* DOCUMENT TEXT:
— Begin —
What is Your Lighting Style?

Chances are you’ve heard a few different types of styles thrown out either online or in stores when you’re looking to decorate your house. It can be a little overwhelming trying to know the difference between them, so we’ve created a guide to help you determine your house style:

Contemporary and Modern

Contemporary Lighting

Contemporary and modern design are frequently interchangeable terms. They are best known for clean, sleek lines, monochromatic finishes, and fine design. Contemporary and modern designs give a “everything in it’s place” type of look to rooms.


Eclectic Lighting

Eclectic is one of those interesting styles that is made up of multiple pieces. For example, one fixture alone usually isn’t “eclectic”, but put together a mixture of collaborating color palettes and shapes that compliment but don’t directly match each other – that is eclectic style.

You want to make sure you are mindful of how you incorporate eclectic styles. You want it to be all tied in together subtly, not just a hodgepodge of random items, colors and textures.
— End —
Coordinate annotation records:
— Begin —
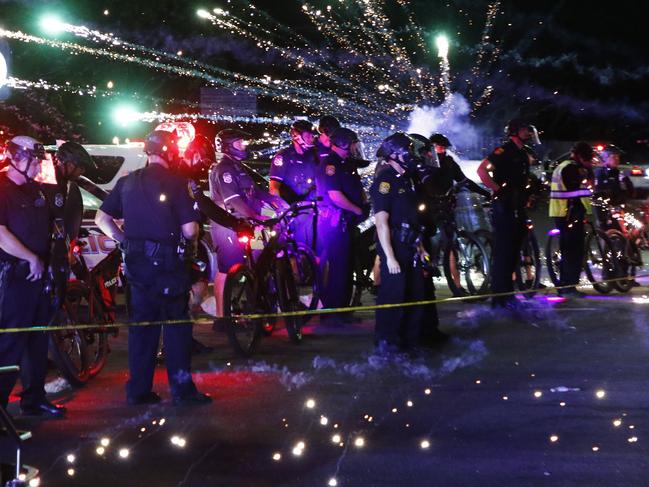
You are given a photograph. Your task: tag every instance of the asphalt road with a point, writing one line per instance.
(553, 396)
(510, 400)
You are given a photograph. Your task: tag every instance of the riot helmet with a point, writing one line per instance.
(164, 145)
(199, 156)
(441, 140)
(27, 148)
(233, 143)
(421, 144)
(514, 127)
(302, 134)
(74, 153)
(399, 147)
(328, 124)
(583, 150)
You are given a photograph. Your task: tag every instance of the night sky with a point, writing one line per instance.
(578, 70)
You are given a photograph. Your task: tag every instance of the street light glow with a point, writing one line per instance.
(441, 41)
(52, 24)
(125, 115)
(4, 71)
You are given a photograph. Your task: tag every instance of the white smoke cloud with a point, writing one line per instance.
(451, 118)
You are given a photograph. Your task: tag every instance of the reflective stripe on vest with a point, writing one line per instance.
(559, 194)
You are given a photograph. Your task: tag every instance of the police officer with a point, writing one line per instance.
(66, 203)
(157, 212)
(326, 127)
(343, 203)
(570, 202)
(395, 204)
(233, 189)
(25, 236)
(292, 177)
(611, 187)
(198, 157)
(73, 161)
(505, 172)
(449, 170)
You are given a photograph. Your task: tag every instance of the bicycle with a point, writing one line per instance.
(601, 260)
(527, 274)
(465, 260)
(283, 277)
(90, 298)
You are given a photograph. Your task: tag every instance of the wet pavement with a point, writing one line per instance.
(553, 396)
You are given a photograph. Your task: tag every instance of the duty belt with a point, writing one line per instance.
(405, 233)
(152, 249)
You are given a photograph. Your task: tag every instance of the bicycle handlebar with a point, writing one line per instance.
(293, 210)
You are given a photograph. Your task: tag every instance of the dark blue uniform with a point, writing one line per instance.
(24, 210)
(510, 166)
(611, 188)
(335, 229)
(228, 181)
(322, 151)
(154, 204)
(395, 194)
(297, 174)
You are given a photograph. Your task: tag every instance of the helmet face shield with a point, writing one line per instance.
(534, 135)
(233, 143)
(357, 150)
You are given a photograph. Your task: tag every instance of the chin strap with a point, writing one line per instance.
(23, 173)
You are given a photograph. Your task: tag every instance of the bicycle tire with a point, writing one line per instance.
(472, 262)
(599, 262)
(529, 250)
(486, 238)
(288, 299)
(306, 274)
(240, 298)
(623, 254)
(553, 259)
(78, 354)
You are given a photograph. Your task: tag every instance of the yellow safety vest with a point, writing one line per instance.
(559, 194)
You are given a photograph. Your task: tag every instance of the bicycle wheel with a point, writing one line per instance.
(471, 265)
(306, 275)
(528, 271)
(289, 299)
(78, 354)
(600, 263)
(553, 259)
(240, 298)
(486, 238)
(626, 258)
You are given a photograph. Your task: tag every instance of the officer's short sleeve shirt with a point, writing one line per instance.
(278, 166)
(394, 194)
(112, 204)
(328, 178)
(154, 203)
(24, 210)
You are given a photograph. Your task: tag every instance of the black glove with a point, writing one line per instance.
(243, 227)
(367, 209)
(195, 188)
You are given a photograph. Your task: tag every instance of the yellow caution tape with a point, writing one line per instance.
(290, 314)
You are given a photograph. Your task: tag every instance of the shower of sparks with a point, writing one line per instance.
(368, 68)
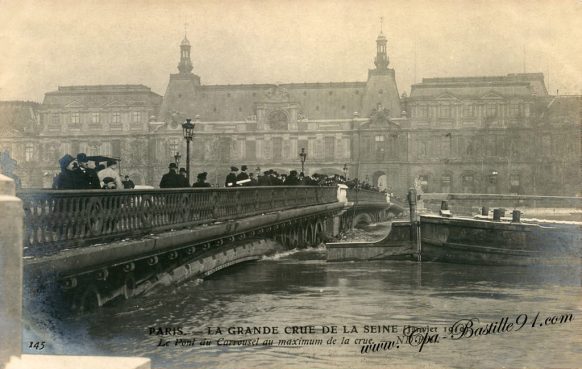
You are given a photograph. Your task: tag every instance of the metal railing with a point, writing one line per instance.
(468, 203)
(57, 220)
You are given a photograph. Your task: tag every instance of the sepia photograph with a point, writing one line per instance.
(290, 184)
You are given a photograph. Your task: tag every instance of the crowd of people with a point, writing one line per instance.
— End —
* WHAT TO WORK ON:
a) In the lighting style guide, what are contemporary and modern design best known for?
b) Revise the lighting style guide's passage that begins at the words "Eclectic is one" and stops after "colors and textures.", putting "jumble" in place of "hodgepodge".
c) Take the lighting style guide further, picking up after its last sentence.

* RESULTS OF THE TASKS:
a) Clean, sleek lines, monochromatic finishes, and fine design.

b)
Eclectic is one of those interesting styles that is made up of multiple pieces. For example, one fixture alone usually isn’t “eclectic”, but put together a mixture of collaborating color palettes and shapes that compliment but don’t directly match each other – that is eclectic style.

You want to make sure you are mindful of how you incorporate eclectic styles. You want it to be all tied in together subtly, not just a jumble of random items, colors and textures.

c)
Craftsman and Mission

Craftsman Lighting

Mission style – also known as American Craftsman or just “Craftsman” for short, is a style usually defined by wooden architecture and warm deep, rich hues. Think: rustic, with clear lines. You’ll usually see real wood or faux wood pieces, golds, deep amber, browns, and blacks. This style works great in cabins and log homes, and gives them more of an updated feel.




Transitional decor is similar to traditional, but with more modern touches. It tends to have more angular, flat cuts of design than round. With lighting this means less bell shaped glass, and flat finishes rather than mottled. It’s a great stepping stone for people who grew up with traditional styles and want to go in a new direction in a way that feels natural.



Traditional Lighting

This is another style most people are familiar with and comfortable shopping for on their own. It is classic, “timeless” and symmetrical design, with rich color schemes. Traditional is usually a great fit for any home or room. Think of warm tones, swooping and rounded features, and soft looks.



Farmhouse lighting

Farmhouse design is a fun little style best suited for country living (or any living place you want to feel southern). Lots of reds, paisleys, oak and barn woods. It doesn’t have to be overwhelmingly cowboy either – simple hints of wicker baskets, or lantern lighting can help add a touch of farmhouse in a sophisticated manner.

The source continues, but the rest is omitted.